REQUIRED WORK - Please output the entries below from the line that contains "The component shall return one point per instance of the window" through the final line, reproduced exactly and alone.

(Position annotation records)

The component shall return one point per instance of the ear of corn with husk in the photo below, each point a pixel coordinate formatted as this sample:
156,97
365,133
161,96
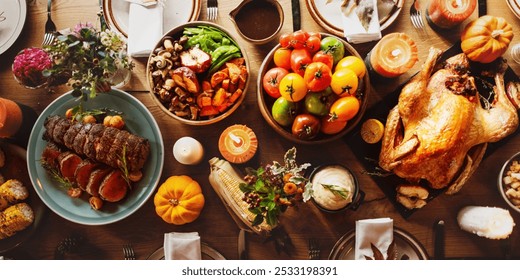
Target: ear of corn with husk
226,183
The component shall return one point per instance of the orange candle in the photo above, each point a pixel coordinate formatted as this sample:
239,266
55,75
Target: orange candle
238,143
449,13
393,55
10,118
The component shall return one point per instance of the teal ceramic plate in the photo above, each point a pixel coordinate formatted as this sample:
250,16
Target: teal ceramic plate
138,121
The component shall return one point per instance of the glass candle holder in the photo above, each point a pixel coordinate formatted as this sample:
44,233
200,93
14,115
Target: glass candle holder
449,13
392,56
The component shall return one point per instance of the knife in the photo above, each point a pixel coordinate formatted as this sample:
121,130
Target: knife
482,8
242,247
438,246
295,5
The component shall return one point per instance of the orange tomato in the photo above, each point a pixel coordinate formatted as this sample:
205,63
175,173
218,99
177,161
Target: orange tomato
344,109
292,87
317,76
282,58
329,126
353,63
344,82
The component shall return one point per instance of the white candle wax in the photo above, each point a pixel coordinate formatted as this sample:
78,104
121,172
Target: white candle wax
188,150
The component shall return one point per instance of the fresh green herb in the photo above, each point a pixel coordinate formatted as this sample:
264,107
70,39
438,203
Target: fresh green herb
272,188
337,190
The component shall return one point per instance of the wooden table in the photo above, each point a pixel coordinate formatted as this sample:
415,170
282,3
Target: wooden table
144,229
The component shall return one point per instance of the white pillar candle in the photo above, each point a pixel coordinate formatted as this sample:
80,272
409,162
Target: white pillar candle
188,150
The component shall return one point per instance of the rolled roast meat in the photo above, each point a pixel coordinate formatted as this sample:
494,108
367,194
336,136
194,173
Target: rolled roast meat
98,142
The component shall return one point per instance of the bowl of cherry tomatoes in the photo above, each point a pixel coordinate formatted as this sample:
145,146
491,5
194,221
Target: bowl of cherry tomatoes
312,87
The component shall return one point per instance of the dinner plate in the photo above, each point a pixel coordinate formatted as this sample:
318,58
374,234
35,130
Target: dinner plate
176,12
15,168
12,20
138,120
405,243
514,5
207,252
328,16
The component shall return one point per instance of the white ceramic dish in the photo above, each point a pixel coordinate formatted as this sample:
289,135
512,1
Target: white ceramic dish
12,20
176,12
138,121
329,15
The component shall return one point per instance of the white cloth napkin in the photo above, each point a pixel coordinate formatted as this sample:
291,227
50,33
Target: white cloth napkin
379,232
354,30
145,28
182,246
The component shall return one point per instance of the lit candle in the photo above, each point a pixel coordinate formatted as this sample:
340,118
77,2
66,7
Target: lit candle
449,13
10,118
392,56
238,143
188,150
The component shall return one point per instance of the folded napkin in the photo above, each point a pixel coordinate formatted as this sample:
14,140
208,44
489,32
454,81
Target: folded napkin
353,16
145,27
182,246
379,232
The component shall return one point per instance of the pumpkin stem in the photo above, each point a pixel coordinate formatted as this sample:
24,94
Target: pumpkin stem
497,33
173,201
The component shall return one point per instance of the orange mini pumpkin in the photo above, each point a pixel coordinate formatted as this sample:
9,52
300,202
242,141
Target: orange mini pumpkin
179,200
486,38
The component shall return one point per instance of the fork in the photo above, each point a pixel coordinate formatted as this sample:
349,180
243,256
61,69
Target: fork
416,16
212,10
314,249
50,27
128,252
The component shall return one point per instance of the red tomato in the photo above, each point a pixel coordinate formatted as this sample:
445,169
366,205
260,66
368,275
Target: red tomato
299,39
285,40
300,58
324,57
282,58
271,81
313,44
317,76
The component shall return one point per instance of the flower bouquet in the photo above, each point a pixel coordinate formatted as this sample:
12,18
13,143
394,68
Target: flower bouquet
271,189
28,66
88,60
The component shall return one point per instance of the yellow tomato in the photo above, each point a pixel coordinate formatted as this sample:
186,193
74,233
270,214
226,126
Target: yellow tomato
344,82
344,109
353,63
292,87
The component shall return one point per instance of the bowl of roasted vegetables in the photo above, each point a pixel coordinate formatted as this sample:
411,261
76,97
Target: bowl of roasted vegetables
198,73
312,87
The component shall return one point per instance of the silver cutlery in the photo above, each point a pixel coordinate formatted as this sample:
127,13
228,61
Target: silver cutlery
314,249
50,27
416,15
128,252
212,9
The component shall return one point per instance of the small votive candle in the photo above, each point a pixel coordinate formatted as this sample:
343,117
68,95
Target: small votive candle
188,150
392,56
10,118
449,13
238,143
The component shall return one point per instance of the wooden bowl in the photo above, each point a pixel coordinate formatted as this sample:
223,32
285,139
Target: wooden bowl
265,102
176,33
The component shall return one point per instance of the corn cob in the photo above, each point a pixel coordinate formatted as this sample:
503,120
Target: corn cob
11,192
226,183
15,218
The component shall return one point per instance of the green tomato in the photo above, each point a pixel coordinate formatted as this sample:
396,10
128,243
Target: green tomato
333,46
284,111
318,103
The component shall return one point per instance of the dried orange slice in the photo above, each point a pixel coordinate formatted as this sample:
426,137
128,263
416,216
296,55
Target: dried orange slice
372,131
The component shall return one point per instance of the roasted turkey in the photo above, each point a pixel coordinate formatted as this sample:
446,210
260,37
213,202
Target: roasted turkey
439,118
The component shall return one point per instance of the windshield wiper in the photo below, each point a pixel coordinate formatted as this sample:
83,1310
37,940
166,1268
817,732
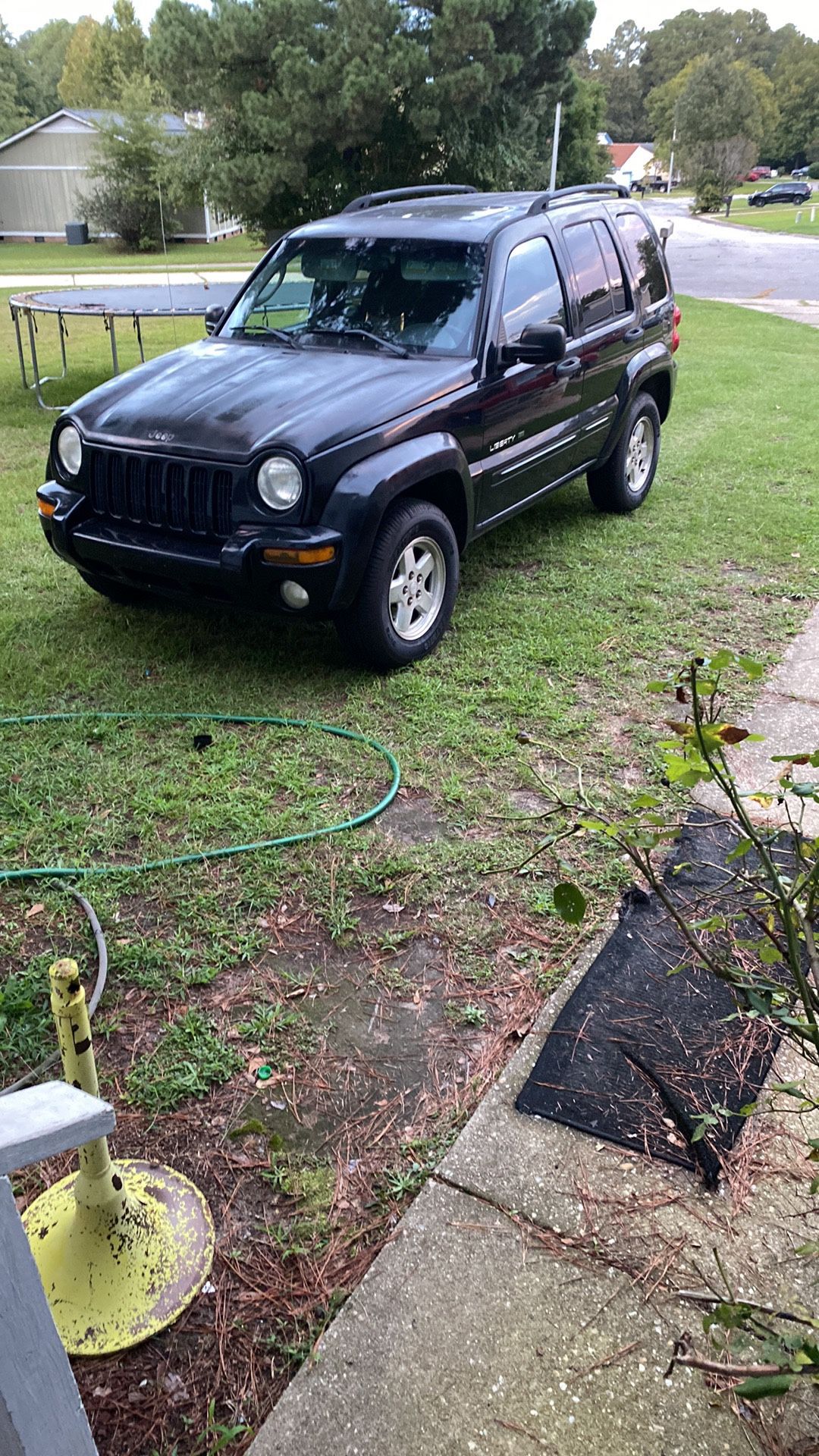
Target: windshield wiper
276,334
362,334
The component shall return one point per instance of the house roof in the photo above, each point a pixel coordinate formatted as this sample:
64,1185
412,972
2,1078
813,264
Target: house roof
93,120
623,150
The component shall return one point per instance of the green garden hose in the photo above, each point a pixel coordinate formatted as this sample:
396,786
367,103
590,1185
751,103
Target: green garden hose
74,871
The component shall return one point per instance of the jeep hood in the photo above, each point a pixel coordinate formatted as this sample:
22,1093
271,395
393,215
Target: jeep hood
226,400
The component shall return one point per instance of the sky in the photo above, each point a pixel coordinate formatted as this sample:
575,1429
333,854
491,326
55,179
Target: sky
28,15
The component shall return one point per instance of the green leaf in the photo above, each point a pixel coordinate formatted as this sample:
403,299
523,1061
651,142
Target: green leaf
792,1088
569,902
760,1386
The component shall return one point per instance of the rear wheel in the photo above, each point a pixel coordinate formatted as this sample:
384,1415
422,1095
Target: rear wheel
624,481
114,590
409,590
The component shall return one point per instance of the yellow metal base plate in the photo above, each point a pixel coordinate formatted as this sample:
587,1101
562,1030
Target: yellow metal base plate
115,1277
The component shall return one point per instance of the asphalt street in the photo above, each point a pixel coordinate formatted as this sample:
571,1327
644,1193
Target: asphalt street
773,271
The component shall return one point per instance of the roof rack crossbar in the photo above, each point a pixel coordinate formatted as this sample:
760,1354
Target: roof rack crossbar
403,193
547,200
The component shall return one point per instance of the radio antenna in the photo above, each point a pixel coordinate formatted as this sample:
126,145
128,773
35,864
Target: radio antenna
167,264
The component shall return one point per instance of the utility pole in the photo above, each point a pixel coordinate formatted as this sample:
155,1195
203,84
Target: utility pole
670,165
556,142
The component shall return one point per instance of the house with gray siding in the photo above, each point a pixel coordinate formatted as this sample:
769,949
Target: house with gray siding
44,180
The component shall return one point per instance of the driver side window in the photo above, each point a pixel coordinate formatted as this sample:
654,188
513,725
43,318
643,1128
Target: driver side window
532,291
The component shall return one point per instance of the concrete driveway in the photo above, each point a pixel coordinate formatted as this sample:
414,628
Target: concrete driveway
768,271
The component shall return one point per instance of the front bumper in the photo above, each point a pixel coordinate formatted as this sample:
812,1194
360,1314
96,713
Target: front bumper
186,568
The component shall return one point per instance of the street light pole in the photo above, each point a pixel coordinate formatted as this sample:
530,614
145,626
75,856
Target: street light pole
670,165
556,140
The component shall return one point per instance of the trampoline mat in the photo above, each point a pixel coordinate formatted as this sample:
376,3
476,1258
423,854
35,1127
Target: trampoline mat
643,1046
123,300
153,299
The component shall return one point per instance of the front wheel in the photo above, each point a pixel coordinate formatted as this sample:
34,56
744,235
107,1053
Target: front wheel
624,481
409,588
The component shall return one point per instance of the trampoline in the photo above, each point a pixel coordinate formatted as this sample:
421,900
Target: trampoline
136,302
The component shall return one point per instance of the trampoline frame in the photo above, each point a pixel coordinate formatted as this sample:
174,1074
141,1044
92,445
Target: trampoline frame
27,305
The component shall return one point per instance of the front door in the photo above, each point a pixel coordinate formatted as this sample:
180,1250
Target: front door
529,410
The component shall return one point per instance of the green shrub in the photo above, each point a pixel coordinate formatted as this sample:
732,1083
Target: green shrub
708,197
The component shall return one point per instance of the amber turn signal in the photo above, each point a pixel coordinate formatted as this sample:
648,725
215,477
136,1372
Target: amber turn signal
292,557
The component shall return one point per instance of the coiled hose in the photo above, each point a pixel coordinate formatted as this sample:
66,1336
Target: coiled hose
74,871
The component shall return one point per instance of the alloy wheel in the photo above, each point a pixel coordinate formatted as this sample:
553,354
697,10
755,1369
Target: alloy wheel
640,455
417,588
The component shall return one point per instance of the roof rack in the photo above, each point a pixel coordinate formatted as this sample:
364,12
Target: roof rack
561,194
400,194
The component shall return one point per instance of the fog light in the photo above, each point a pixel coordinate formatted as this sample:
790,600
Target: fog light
293,595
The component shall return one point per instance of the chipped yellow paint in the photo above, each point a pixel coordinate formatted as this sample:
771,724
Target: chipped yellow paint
121,1248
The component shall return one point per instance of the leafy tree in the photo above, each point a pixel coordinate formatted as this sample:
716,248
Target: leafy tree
137,188
719,121
14,112
661,105
83,80
44,55
617,67
181,55
104,58
741,36
312,101
796,82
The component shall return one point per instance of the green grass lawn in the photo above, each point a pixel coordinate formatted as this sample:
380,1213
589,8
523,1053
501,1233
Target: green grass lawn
563,618
41,258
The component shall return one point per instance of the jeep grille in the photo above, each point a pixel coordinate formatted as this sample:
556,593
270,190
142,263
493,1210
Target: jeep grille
178,495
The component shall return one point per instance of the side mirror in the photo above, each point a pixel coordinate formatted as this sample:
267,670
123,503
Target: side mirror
538,344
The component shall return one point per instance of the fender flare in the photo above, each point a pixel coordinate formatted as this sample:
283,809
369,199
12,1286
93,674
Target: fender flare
653,360
362,495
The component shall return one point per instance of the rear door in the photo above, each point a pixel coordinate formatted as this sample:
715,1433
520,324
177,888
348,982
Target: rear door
648,270
529,411
610,327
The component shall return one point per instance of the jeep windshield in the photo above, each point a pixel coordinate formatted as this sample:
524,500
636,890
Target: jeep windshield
400,296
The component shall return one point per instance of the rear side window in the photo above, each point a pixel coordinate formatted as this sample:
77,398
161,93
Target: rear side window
532,291
591,273
645,258
614,270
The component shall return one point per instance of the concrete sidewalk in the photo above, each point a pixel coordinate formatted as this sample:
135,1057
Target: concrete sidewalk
528,1301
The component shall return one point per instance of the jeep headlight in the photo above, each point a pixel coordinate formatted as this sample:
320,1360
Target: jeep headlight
279,482
71,449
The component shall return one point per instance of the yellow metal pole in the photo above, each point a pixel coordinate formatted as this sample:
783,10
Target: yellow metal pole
95,1184
121,1248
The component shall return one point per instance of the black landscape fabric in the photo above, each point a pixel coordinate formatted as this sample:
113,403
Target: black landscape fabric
637,1053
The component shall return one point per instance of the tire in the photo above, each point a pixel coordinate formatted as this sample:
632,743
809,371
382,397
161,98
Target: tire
624,481
382,629
114,590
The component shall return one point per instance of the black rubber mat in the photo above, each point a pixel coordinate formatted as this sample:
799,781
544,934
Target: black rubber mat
637,1053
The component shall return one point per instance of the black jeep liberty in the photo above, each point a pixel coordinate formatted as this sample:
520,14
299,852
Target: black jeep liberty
387,386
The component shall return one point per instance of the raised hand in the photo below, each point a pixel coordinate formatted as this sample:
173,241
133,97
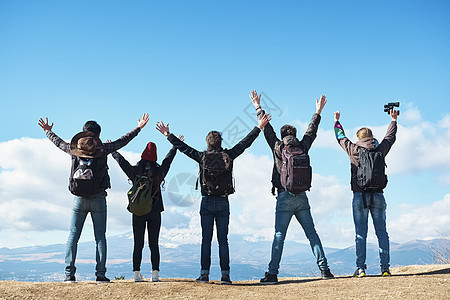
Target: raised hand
164,129
262,121
337,115
256,100
394,114
320,104
143,122
45,124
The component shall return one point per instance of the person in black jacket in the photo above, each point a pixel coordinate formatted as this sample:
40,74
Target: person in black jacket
289,204
152,220
87,145
214,207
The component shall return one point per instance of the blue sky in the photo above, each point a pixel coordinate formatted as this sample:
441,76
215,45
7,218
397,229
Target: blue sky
193,64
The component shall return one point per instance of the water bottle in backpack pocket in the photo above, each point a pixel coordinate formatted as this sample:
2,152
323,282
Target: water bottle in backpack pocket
86,176
371,173
296,171
217,176
140,199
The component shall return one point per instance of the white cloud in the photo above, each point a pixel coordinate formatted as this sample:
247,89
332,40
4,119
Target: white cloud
421,221
35,201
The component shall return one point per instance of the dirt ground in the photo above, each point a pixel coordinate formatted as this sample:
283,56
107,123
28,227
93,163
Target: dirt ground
410,282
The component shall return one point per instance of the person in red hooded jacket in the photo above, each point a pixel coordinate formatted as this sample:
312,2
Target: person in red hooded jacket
151,220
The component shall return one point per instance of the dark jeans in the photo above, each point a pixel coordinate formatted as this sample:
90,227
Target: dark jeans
153,223
218,209
96,206
289,205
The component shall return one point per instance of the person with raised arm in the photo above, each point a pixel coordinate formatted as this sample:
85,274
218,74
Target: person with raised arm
291,178
368,196
216,166
88,182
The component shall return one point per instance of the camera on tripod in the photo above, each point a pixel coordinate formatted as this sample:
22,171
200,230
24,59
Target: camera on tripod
390,106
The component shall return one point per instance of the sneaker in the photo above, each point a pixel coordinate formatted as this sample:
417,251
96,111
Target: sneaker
138,276
225,279
203,278
269,278
102,279
70,279
155,275
359,273
326,274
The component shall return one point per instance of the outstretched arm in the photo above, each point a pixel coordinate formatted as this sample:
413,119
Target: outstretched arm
390,136
269,133
124,140
179,144
311,133
345,142
60,143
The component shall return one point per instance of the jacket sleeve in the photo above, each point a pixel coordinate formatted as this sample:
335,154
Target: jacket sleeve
349,147
165,165
189,151
270,135
124,165
311,133
60,143
246,142
389,139
121,142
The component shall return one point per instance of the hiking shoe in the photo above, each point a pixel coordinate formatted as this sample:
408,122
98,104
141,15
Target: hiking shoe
269,278
326,274
359,273
155,276
138,276
70,279
225,279
102,279
203,278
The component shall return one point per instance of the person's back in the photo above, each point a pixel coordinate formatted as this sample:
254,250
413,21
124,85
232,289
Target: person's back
215,165
292,202
150,219
88,182
367,200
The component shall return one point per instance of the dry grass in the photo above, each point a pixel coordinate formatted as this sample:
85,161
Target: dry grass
411,282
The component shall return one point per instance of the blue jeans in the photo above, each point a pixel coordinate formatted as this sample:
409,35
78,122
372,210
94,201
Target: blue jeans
216,209
152,221
377,209
289,205
96,205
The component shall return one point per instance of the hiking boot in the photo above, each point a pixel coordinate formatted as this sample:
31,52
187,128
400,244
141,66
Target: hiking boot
138,276
269,278
326,274
155,276
70,279
359,273
102,279
203,278
225,279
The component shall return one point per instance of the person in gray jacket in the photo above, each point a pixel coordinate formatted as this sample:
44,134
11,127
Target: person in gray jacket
377,204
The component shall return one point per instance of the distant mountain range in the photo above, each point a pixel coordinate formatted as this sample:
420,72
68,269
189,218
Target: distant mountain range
248,259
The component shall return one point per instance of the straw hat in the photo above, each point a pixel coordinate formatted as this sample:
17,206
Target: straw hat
86,144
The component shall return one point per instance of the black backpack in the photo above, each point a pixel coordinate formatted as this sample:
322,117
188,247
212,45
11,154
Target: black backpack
371,175
217,176
140,199
296,171
87,175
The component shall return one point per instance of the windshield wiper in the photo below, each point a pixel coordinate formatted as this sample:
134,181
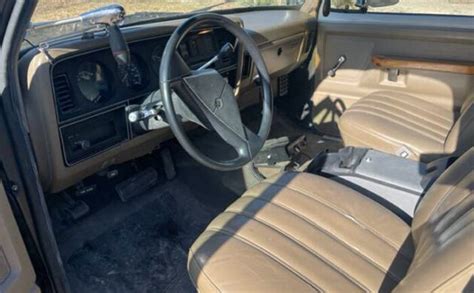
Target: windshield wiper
207,8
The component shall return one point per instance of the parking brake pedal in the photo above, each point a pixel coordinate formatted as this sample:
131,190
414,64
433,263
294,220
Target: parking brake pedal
137,184
75,209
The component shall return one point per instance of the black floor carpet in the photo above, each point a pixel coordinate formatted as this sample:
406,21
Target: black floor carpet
146,251
142,245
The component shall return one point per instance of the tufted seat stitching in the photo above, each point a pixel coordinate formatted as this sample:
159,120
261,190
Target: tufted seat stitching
268,254
304,246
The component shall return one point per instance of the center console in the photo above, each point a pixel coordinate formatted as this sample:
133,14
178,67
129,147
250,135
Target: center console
395,182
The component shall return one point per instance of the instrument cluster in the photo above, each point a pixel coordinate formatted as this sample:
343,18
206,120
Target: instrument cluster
92,81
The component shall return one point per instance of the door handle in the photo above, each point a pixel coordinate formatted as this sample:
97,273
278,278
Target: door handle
342,59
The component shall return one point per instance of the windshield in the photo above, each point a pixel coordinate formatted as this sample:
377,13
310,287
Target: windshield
137,10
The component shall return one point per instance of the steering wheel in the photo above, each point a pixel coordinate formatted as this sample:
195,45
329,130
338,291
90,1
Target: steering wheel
210,99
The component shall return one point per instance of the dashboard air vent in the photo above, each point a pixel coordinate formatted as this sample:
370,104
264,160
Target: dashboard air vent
62,91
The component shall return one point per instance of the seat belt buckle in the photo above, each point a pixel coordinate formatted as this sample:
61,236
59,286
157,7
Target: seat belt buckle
404,152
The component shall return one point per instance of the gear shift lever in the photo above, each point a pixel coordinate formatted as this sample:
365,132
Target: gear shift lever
111,16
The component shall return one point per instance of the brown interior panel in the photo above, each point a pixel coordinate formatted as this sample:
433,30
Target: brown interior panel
431,61
282,34
424,64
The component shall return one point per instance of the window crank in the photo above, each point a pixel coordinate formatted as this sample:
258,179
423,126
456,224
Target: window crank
340,61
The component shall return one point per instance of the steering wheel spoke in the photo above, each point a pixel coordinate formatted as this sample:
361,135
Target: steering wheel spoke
210,98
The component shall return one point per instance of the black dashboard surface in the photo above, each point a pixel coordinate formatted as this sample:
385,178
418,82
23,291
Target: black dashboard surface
90,82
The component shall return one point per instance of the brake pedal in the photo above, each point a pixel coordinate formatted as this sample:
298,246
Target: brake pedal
137,184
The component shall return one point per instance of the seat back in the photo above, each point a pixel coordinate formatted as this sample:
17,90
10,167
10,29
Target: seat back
443,233
461,136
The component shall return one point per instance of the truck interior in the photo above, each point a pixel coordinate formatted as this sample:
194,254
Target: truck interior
307,147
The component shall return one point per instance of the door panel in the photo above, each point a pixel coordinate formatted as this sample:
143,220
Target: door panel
16,271
360,37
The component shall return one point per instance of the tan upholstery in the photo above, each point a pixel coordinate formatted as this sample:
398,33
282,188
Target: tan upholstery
389,121
301,232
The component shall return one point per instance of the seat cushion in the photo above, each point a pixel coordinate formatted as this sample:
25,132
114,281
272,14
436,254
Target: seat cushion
300,232
387,121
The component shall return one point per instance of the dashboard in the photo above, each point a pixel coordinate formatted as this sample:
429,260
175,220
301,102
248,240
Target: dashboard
90,83
76,98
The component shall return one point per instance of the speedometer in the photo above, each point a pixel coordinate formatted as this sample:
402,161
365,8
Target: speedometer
92,81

THE RESULT -
The component shall return one point per instance of the window crank in the photo above, each point a pixel coordinate formatted as this sample:
258,179
423,126
456,224
Target: window crank
340,61
The component shall return one point per instance of the steering wheel spoke in the photo above, each point a pixel coordinate formatted as this sample:
361,135
Target: steering wheel spoke
210,98
The component shall return one point per instance of the black dashboard surface in the photo above, each point a pixel coordinate formatted as this sample:
385,178
418,82
23,291
Target: black dashboard surface
90,82
The component shall return one point per instance of the brake pedal in the photo above, each point a pixel coordinate formatted as this sample:
298,246
Target: brake pedal
137,184
The component shall return one point per instance of the seat back in the photo above, each point a pixel coordinate formatted as this sample:
17,90
10,167
10,29
Target: seat back
443,233
461,136
The component shall return one point per instance of the truck interior in the photo above, each point a pixel coordinate formatted as this sample:
194,254
Target: truck interior
307,147
The component shall return one point per instance of the door panel in the photo above, each point a pixel coordinate formatted as this sample:
143,220
Target: door panel
16,271
360,37
The component shall return one point per instance of the tan upholstery in the photo above, each point a pixel coordinate formatted as this sample:
398,33
282,188
Target: tan upholstery
389,121
301,232
The component shall return one point per instance of the seat cushion in the photo above, each point a pixel coordinate formatted as this sample:
25,132
114,281
272,14
436,254
Target: seat cushion
300,232
387,121
The component shall return one point per instance of the dashboard in the photo above, each point a pixel coordinate formatted as this sample:
429,260
175,220
301,102
248,240
Target: dashboard
90,83
76,98
The component shall return one point per instance of the speedometer in the photo above, each point a pixel coordinate formatted as this sample:
402,161
365,8
Target: speedometer
92,81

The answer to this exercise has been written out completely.